*What you should do*. Write out the records again, starting at the beginning and going on through the line with "positive clicks: (264, 209)", with "clicks" changed to "taps" everywhere and nothing else changed. Leave out the pictures.

** Working data follows **

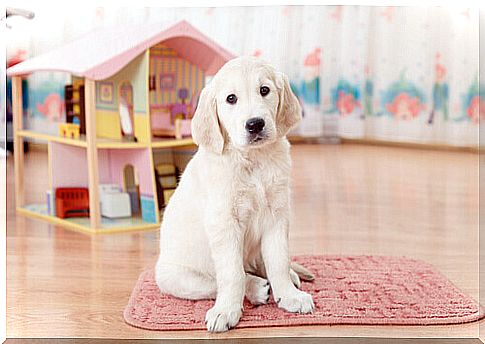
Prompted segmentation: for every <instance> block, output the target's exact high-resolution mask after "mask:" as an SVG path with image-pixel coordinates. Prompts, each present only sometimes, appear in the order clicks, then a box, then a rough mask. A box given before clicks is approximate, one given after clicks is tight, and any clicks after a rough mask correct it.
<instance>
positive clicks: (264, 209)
mask: <svg viewBox="0 0 485 344" xmlns="http://www.w3.org/2000/svg"><path fill="white" fill-rule="evenodd" d="M237 179H238V183H236V184H237V185H238V188H237V190H234V191H235V202H234V214H235V215H236V216H237V220H238V221H239V222H240V223H241V224H242V225H244V226H245V227H254V226H256V225H257V224H258V222H261V221H262V220H264V218H266V217H268V216H269V217H272V216H273V214H274V213H275V212H277V211H278V210H279V209H280V208H281V207H283V206H284V205H285V202H286V200H287V197H288V192H289V188H288V177H287V175H286V174H285V173H283V171H279V170H273V171H269V169H267V168H266V169H265V166H258V167H257V168H252V169H241V170H240V171H239V172H238V177H237Z"/></svg>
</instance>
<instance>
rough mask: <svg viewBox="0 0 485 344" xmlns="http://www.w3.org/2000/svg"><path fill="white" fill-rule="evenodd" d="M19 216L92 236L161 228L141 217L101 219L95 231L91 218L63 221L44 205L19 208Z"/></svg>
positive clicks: (151, 229) (28, 206)
mask: <svg viewBox="0 0 485 344" xmlns="http://www.w3.org/2000/svg"><path fill="white" fill-rule="evenodd" d="M17 212H18V213H19V214H22V215H25V216H29V217H33V218H37V219H41V220H45V221H47V222H49V223H52V224H54V225H59V226H63V227H69V228H71V229H74V230H77V231H80V232H84V233H90V234H109V233H119V232H129V231H141V230H155V229H158V228H160V225H159V224H156V223H148V222H145V221H143V220H142V219H141V218H140V217H130V218H122V219H108V218H105V217H102V218H101V228H96V229H93V228H91V226H90V222H89V217H73V218H67V219H61V218H59V217H57V216H52V215H49V214H48V213H47V207H46V206H45V205H44V204H29V205H26V206H24V207H18V208H17Z"/></svg>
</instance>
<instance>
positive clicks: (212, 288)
mask: <svg viewBox="0 0 485 344" xmlns="http://www.w3.org/2000/svg"><path fill="white" fill-rule="evenodd" d="M155 280H156V282H157V285H158V288H160V291H161V292H162V293H166V294H170V295H173V296H175V297H179V298H183V299H190V300H203V299H215V298H216V294H217V284H216V279H215V278H214V277H211V276H209V275H205V274H202V273H199V272H197V271H195V270H193V269H190V268H188V267H184V266H178V265H164V264H163V263H162V264H157V267H156V271H155Z"/></svg>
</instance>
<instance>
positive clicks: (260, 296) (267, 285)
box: [245, 273, 270, 306]
mask: <svg viewBox="0 0 485 344" xmlns="http://www.w3.org/2000/svg"><path fill="white" fill-rule="evenodd" d="M269 292H270V287H269V282H268V280H267V279H265V278H261V277H258V276H255V275H253V274H250V273H246V293H245V295H246V298H247V299H248V301H249V302H251V304H253V305H255V306H256V305H263V304H266V303H268V301H269Z"/></svg>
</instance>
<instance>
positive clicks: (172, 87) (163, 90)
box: [160, 73, 175, 91]
mask: <svg viewBox="0 0 485 344" xmlns="http://www.w3.org/2000/svg"><path fill="white" fill-rule="evenodd" d="M160 89H161V90H163V91H173V90H174V89H175V74H173V73H168V74H160Z"/></svg>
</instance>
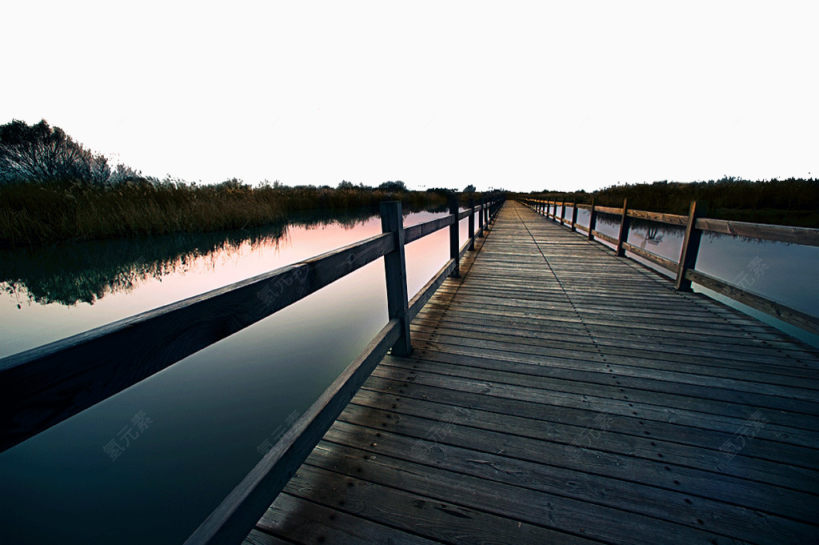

** End of Working data **

*Task output*.
Prompted segmentation: for every <instance> block, output the target's exact high-resolution mask after "mask:" as an SVG path with image-pixel coordinates. Prompts, each present only sometimes, appear in the order taps, then a box, then a rough mask. A box given before taps is approximate, one given after taps is tight, and any taps after a rough mask correct it.
<instance>
positive taps: (264, 209)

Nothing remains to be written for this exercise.